** DATASET RECORDS follows **
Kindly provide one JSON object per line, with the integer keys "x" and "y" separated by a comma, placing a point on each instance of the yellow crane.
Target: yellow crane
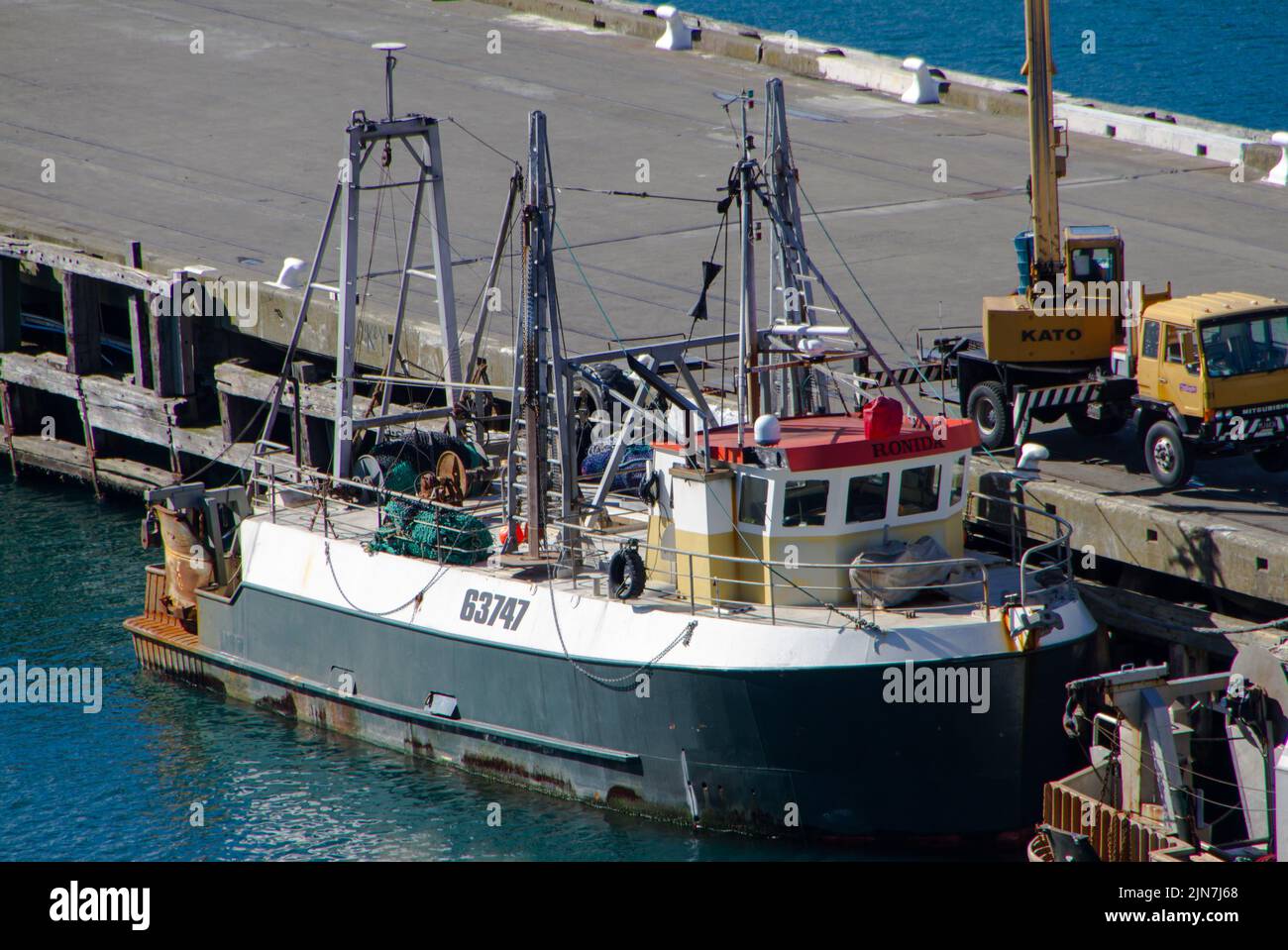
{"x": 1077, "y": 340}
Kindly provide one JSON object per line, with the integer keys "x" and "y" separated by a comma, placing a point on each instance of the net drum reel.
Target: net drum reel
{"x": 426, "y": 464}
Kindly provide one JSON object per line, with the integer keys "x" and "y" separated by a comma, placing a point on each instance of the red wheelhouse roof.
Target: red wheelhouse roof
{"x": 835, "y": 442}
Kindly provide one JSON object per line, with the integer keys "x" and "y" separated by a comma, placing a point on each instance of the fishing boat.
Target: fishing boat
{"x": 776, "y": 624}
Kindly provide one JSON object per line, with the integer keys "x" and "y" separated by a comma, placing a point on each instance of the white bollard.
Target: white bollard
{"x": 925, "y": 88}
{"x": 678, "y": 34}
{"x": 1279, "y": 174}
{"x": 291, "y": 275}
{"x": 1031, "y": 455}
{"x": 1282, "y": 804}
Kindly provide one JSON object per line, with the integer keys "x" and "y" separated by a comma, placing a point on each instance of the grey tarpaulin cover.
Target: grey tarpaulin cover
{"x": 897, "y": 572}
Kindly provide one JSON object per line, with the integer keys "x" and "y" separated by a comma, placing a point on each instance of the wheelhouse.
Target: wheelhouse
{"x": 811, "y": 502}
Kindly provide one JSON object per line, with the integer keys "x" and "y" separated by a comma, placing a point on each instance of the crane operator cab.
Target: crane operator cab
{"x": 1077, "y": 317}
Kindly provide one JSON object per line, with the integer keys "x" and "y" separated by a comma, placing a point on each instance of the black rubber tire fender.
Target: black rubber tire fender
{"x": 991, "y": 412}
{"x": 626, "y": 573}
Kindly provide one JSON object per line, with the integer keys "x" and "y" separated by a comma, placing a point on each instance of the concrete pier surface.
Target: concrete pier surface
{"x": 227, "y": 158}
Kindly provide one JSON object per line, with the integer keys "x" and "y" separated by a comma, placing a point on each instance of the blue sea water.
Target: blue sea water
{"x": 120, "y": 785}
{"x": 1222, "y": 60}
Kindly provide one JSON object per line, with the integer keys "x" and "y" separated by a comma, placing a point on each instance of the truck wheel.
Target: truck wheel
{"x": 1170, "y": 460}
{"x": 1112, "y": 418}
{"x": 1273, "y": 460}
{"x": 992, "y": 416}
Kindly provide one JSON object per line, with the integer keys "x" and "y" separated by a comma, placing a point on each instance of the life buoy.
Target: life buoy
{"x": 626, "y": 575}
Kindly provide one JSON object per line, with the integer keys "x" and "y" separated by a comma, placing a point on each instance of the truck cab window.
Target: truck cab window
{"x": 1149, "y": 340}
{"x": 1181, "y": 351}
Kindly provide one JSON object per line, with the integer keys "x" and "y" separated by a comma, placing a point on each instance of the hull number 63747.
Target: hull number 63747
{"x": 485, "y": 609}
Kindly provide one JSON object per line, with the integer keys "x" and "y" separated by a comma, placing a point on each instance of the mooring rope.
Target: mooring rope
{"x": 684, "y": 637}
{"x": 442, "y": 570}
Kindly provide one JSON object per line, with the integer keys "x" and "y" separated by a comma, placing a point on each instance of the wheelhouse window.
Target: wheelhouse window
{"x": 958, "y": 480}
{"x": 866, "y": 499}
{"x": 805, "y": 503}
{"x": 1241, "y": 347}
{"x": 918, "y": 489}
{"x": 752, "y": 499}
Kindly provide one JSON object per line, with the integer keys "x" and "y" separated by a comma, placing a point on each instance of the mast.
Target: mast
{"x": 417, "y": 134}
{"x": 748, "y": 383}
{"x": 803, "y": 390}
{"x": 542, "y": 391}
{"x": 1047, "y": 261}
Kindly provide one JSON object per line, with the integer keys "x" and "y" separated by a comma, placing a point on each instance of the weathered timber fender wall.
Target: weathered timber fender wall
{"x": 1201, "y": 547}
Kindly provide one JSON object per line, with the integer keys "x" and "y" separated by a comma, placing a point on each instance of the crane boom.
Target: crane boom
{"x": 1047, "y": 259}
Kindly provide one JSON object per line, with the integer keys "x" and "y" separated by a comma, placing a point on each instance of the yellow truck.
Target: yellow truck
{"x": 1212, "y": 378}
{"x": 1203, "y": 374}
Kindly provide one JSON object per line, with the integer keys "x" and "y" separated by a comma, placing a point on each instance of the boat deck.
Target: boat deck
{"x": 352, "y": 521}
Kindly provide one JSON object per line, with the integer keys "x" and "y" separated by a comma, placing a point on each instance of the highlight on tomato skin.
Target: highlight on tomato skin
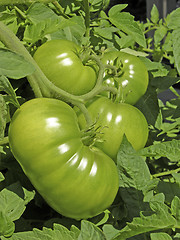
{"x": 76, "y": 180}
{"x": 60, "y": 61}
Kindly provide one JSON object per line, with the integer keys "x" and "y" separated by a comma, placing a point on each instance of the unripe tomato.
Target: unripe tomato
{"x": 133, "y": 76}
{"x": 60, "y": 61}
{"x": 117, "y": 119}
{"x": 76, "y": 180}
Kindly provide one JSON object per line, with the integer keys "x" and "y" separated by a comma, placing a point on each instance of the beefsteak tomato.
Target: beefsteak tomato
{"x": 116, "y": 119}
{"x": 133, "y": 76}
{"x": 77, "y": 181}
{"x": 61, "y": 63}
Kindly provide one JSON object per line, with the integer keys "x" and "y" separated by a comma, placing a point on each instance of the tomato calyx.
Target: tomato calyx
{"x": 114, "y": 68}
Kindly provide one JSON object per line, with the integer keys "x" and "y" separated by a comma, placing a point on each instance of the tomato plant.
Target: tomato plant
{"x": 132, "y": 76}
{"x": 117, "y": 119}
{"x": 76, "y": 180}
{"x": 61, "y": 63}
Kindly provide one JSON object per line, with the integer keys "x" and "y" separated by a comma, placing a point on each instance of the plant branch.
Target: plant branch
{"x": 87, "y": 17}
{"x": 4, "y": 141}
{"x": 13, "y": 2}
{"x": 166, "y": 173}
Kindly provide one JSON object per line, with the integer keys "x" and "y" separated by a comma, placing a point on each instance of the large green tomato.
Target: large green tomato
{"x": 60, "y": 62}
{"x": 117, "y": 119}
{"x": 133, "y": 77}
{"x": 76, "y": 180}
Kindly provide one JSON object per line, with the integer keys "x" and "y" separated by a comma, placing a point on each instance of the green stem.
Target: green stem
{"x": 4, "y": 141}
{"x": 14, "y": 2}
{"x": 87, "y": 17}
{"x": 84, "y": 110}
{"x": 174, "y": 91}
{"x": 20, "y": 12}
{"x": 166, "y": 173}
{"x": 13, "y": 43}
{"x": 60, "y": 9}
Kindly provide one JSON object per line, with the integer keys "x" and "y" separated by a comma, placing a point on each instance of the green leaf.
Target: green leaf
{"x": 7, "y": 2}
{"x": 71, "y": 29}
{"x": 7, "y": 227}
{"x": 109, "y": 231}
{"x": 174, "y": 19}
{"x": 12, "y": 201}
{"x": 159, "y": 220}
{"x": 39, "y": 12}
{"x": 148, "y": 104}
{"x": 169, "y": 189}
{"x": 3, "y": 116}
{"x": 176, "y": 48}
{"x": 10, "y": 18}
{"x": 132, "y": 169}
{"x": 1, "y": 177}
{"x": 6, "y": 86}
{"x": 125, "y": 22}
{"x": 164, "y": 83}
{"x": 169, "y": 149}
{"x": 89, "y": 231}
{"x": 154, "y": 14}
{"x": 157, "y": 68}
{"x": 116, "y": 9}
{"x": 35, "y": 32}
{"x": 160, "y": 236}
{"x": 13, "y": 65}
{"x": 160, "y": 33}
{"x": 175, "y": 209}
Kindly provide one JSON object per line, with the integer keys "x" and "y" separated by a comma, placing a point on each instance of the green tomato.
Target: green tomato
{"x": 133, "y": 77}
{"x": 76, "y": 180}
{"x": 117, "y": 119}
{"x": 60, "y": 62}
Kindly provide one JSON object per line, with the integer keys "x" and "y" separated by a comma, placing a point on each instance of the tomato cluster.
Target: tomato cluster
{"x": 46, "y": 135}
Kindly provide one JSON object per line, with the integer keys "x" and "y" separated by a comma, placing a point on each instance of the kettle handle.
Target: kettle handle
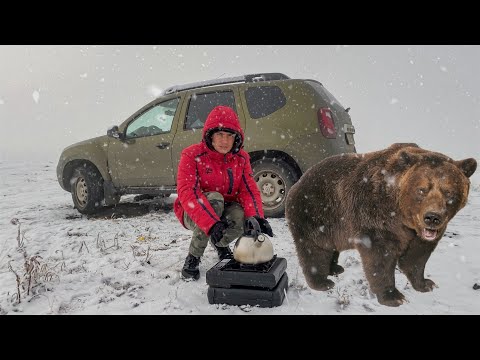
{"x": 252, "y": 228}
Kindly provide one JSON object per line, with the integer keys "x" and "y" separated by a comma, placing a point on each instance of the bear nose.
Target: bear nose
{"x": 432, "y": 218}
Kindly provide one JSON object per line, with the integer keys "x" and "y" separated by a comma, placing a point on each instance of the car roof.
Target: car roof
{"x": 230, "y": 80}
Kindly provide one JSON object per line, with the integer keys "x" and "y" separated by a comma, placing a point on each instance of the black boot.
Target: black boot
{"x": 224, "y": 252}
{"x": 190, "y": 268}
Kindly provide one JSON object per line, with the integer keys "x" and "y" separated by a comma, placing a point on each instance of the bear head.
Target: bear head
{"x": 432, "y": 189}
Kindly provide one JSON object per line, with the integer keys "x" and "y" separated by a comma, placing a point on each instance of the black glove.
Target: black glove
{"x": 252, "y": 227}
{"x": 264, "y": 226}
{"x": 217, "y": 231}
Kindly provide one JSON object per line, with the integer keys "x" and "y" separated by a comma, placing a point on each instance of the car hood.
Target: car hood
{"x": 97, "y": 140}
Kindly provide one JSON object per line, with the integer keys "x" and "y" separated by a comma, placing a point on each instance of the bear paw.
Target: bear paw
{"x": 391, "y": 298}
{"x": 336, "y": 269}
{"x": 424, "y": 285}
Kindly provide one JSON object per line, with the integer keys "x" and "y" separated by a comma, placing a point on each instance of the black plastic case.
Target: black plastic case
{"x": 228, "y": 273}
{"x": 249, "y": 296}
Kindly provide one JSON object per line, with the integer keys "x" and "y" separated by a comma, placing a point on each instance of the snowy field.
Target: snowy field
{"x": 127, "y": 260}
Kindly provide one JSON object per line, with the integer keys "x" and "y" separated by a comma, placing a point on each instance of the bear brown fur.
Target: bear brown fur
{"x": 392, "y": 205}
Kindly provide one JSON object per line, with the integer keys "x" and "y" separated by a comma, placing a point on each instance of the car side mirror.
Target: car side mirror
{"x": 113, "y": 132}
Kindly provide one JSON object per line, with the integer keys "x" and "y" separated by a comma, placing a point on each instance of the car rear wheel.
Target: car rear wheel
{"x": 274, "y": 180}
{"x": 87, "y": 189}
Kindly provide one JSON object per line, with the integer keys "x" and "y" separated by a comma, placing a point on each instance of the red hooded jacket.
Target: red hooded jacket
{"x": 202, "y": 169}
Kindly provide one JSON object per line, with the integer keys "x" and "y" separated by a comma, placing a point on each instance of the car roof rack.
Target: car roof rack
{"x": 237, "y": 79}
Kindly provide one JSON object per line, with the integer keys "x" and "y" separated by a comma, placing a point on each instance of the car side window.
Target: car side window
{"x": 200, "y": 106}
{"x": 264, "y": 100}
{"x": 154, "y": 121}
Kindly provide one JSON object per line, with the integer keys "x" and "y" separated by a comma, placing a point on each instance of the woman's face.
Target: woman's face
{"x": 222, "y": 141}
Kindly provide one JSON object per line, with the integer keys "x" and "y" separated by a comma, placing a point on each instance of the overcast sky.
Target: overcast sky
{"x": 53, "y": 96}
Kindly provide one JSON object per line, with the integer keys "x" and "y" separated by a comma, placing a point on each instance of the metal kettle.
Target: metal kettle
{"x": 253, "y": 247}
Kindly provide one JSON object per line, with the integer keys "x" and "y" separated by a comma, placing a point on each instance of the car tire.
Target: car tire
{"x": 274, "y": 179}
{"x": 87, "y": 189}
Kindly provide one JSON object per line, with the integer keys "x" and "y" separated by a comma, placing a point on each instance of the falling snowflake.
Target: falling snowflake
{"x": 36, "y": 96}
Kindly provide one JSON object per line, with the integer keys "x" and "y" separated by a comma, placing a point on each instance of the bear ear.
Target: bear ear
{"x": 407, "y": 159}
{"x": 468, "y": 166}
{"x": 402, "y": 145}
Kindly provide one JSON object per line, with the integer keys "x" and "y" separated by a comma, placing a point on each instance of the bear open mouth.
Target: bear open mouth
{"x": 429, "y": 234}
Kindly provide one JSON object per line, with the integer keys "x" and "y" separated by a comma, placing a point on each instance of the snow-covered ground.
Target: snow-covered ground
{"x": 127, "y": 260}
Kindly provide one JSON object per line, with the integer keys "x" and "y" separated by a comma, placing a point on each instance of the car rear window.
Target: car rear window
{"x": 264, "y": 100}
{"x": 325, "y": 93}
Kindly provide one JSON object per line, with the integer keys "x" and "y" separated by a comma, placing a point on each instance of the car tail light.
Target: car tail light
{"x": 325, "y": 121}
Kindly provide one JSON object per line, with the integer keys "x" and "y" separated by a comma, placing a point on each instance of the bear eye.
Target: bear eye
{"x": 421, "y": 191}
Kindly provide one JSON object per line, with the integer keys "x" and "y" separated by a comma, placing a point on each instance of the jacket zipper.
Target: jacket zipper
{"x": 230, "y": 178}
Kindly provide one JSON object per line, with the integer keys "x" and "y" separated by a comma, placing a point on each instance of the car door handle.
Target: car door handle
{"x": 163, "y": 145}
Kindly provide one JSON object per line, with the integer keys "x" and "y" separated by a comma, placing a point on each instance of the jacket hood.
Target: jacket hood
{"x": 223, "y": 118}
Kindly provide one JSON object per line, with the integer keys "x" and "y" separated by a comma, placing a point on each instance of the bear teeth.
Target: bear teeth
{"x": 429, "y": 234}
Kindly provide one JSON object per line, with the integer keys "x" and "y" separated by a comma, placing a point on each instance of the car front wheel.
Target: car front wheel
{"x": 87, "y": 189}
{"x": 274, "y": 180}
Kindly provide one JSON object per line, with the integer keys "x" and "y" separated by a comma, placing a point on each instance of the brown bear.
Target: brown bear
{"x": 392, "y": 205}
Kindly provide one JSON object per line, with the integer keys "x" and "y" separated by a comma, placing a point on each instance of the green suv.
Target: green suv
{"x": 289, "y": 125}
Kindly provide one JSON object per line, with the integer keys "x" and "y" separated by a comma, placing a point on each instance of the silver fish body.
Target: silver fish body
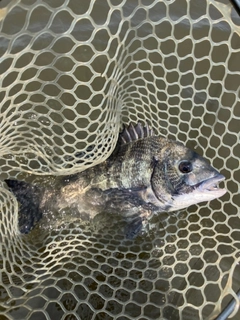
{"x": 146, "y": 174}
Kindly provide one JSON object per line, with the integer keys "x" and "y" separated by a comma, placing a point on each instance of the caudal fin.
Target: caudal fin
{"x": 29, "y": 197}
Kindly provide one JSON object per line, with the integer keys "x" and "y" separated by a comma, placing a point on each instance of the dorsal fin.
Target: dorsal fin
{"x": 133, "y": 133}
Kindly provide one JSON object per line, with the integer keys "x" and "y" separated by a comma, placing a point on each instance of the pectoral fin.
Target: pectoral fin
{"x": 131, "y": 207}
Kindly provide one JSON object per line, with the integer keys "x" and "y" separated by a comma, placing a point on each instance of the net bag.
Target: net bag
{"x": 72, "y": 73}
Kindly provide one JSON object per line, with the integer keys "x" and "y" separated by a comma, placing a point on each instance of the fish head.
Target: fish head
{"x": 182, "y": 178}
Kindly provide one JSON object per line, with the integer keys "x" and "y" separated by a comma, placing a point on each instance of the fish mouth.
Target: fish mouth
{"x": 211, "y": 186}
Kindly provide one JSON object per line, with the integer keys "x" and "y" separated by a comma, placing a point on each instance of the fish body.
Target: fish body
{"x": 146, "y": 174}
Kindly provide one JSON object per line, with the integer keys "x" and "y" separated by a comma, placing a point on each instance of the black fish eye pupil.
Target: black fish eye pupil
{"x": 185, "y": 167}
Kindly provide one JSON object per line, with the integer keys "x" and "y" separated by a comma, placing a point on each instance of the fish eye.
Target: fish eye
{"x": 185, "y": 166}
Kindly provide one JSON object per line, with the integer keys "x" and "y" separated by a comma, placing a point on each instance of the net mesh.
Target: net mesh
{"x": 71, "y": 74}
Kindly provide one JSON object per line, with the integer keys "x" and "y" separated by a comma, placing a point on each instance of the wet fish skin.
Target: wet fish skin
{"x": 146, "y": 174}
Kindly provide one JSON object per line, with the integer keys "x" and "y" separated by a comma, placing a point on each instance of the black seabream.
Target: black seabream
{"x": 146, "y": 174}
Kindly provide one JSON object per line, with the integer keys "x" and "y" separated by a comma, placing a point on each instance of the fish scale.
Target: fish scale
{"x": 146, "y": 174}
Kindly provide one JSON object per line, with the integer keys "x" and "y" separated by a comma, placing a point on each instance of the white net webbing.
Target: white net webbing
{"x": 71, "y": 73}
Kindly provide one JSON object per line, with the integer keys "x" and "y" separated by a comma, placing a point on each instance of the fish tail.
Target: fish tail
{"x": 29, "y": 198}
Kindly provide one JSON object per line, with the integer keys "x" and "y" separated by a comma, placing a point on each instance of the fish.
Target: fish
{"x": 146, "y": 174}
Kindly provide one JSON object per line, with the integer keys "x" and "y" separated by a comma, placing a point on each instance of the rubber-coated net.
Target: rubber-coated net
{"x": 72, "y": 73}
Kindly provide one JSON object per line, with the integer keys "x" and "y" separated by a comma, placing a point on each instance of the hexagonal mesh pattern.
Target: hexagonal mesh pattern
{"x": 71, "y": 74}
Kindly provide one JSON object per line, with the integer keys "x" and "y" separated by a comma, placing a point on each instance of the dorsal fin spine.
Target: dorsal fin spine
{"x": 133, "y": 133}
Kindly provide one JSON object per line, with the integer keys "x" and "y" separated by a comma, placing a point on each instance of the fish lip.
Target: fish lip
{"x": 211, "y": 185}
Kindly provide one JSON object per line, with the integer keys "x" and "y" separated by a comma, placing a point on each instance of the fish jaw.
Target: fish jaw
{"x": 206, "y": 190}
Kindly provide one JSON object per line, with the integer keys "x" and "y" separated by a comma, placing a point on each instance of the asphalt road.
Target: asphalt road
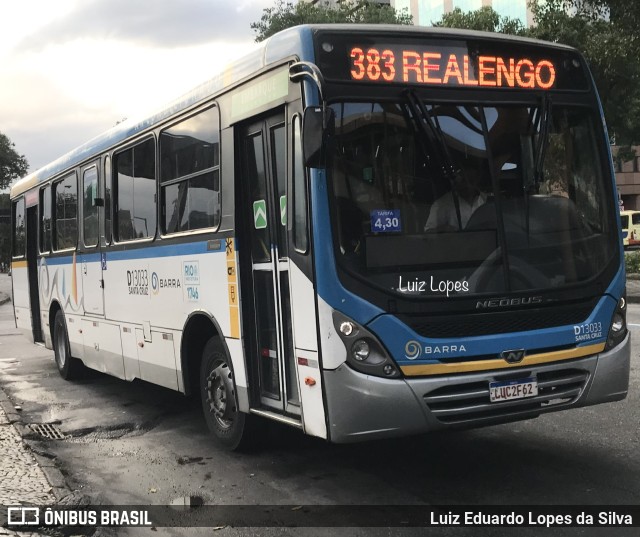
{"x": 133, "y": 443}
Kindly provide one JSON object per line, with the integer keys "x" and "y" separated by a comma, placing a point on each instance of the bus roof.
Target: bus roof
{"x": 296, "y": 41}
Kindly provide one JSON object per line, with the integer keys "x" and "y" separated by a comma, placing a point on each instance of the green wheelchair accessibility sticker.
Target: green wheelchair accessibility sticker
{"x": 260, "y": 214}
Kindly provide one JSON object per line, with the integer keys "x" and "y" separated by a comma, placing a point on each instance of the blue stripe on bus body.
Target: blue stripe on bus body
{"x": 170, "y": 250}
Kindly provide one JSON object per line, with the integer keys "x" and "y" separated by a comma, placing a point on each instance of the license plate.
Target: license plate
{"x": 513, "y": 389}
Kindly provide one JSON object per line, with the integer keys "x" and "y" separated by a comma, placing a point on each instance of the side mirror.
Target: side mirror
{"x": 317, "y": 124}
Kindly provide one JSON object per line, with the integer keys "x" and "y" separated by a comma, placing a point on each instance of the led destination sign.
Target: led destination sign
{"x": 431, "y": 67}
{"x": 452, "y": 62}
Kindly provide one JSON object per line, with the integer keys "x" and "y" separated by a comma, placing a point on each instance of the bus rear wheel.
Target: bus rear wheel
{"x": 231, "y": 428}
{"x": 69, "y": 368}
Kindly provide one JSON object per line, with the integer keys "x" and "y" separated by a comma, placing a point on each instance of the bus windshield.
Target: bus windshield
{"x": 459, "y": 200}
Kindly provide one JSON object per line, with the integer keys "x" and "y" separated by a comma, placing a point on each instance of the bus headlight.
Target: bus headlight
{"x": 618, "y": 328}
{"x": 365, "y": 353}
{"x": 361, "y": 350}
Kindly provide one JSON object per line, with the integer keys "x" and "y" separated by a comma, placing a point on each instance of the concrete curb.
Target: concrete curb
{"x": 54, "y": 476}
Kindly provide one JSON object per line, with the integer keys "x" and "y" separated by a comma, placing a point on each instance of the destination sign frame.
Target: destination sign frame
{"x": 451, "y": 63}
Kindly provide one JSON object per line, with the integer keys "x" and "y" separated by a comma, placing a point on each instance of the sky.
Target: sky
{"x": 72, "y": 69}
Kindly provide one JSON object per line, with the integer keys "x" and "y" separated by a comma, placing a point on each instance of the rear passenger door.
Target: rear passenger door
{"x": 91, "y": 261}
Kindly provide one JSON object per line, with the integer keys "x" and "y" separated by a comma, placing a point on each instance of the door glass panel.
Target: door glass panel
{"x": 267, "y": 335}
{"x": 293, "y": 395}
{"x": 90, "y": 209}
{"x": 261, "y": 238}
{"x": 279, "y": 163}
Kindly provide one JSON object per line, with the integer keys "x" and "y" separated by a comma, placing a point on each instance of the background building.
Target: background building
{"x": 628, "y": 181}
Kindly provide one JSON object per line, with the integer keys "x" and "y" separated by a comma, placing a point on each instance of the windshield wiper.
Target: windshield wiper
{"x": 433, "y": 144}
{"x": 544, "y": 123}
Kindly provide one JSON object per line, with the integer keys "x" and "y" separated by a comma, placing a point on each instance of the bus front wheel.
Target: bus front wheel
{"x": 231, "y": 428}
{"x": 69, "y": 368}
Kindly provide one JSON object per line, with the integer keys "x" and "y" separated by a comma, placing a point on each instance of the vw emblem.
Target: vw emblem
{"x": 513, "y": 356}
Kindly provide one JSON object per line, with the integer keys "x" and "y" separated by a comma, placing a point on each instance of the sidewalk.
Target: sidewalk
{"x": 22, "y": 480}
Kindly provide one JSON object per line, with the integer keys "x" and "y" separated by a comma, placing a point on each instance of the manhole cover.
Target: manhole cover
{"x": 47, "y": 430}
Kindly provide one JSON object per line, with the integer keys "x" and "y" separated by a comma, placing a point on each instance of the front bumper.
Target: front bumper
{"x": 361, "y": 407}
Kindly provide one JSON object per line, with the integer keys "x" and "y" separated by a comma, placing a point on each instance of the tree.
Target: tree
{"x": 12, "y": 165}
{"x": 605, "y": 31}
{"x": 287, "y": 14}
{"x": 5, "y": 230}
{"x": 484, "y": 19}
** End of DATASET RECORDS **
(ASSIGNMENT):
The lines to output run from the one containing "of the tree." to the last line of the entries; give them back exactly.

(SOLUTION TO THE PROBLEM):
Kindly provide one JSON object per line, with the integer keys "x" and "y" separated by a comma, placing a point on each instance of the tree.
Target: tree
{"x": 12, "y": 165}
{"x": 605, "y": 31}
{"x": 287, "y": 14}
{"x": 5, "y": 230}
{"x": 484, "y": 19}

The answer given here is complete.